#### EXERCISE INPUTS
--
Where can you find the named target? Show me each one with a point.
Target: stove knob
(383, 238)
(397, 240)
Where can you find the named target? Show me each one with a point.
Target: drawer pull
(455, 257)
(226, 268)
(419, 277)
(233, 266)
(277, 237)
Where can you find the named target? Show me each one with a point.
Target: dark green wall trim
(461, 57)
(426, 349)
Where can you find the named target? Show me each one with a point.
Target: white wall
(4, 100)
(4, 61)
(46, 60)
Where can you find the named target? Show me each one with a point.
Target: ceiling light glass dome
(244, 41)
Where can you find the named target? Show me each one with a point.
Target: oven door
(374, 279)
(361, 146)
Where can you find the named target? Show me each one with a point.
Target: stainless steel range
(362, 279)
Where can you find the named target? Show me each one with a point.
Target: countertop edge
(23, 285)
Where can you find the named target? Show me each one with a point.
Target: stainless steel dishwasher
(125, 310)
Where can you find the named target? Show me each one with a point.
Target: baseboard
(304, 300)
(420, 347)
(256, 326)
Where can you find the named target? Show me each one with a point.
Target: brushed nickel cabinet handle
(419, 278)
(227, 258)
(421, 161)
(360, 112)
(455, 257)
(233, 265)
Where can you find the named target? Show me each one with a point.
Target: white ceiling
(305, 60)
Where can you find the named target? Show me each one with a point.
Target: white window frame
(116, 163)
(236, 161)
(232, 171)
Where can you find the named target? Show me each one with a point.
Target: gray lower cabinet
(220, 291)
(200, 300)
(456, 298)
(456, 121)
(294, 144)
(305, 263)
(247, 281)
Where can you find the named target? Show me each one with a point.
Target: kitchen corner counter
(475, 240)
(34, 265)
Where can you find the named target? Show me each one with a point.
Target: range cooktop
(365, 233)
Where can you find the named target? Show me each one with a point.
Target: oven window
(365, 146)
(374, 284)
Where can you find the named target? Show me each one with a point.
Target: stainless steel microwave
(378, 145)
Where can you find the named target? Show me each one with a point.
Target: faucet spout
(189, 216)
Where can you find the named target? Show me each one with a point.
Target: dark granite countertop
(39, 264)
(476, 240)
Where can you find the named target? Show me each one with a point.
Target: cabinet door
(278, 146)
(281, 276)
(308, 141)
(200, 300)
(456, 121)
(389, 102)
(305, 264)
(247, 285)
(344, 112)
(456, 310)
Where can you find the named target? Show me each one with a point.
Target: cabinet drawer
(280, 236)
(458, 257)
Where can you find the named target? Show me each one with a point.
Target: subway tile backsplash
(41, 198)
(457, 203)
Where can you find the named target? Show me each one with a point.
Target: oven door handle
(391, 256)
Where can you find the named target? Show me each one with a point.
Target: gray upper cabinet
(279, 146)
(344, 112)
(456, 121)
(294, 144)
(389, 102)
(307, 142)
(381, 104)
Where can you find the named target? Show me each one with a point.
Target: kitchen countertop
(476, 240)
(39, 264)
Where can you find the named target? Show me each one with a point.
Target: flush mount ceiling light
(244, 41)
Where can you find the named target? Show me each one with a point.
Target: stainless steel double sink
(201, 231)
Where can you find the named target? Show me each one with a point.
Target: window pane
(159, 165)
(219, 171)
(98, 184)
--
Pick out every line of the data above that contains the word "white", treating uppercase and lowercase as different.

Target: white wall
Target: white ceiling
Target: white window frame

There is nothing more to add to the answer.